Task description
From the listing below, extract each entry exactly as written, minus the images.

Information given

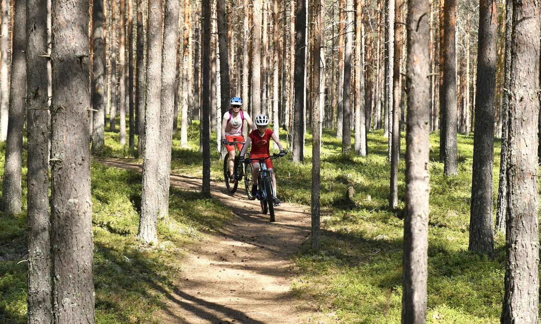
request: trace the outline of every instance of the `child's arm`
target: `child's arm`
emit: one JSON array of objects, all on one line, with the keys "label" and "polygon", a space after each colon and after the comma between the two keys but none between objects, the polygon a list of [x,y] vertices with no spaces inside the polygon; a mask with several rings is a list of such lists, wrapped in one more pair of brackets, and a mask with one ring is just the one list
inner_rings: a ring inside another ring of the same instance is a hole
[{"label": "child's arm", "polygon": [[252,138],[248,137],[246,139],[246,143],[242,146],[242,149],[240,150],[241,157],[244,157],[244,154],[246,153],[246,151],[248,150],[248,147],[250,146],[250,142],[252,142]]},{"label": "child's arm", "polygon": [[270,138],[274,140],[274,143],[278,145],[278,148],[280,148],[280,151],[283,151],[283,146],[282,146],[282,143],[280,143],[280,139],[278,138],[278,136],[276,133],[273,133],[273,134],[270,136]]}]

Exercise response
request: trace the outline of every instance of the `child's arm`
target: `child's arm`
emit: one JSON array of objects, all on one line, with the keys "label" and "polygon", a space after each colon and after the comma between the two keys but none between objects, the polygon a list of [x,y] vertices with no spaces inside the polygon; a mask with several rings is a list of such lists, wrapped in one more pair of brackets, and a mask with one ring is just the one list
inner_rings: a ring inside another ring of the same instance is a hole
[{"label": "child's arm", "polygon": [[252,138],[248,137],[246,139],[246,143],[242,146],[242,149],[240,150],[241,157],[244,157],[244,154],[246,153],[246,151],[248,150],[248,147],[250,146],[250,142],[252,142]]},{"label": "child's arm", "polygon": [[270,138],[274,140],[274,143],[278,145],[278,148],[280,148],[280,151],[283,151],[283,146],[282,146],[282,143],[280,143],[280,139],[278,138],[278,136],[276,133],[273,133],[273,134],[270,136]]}]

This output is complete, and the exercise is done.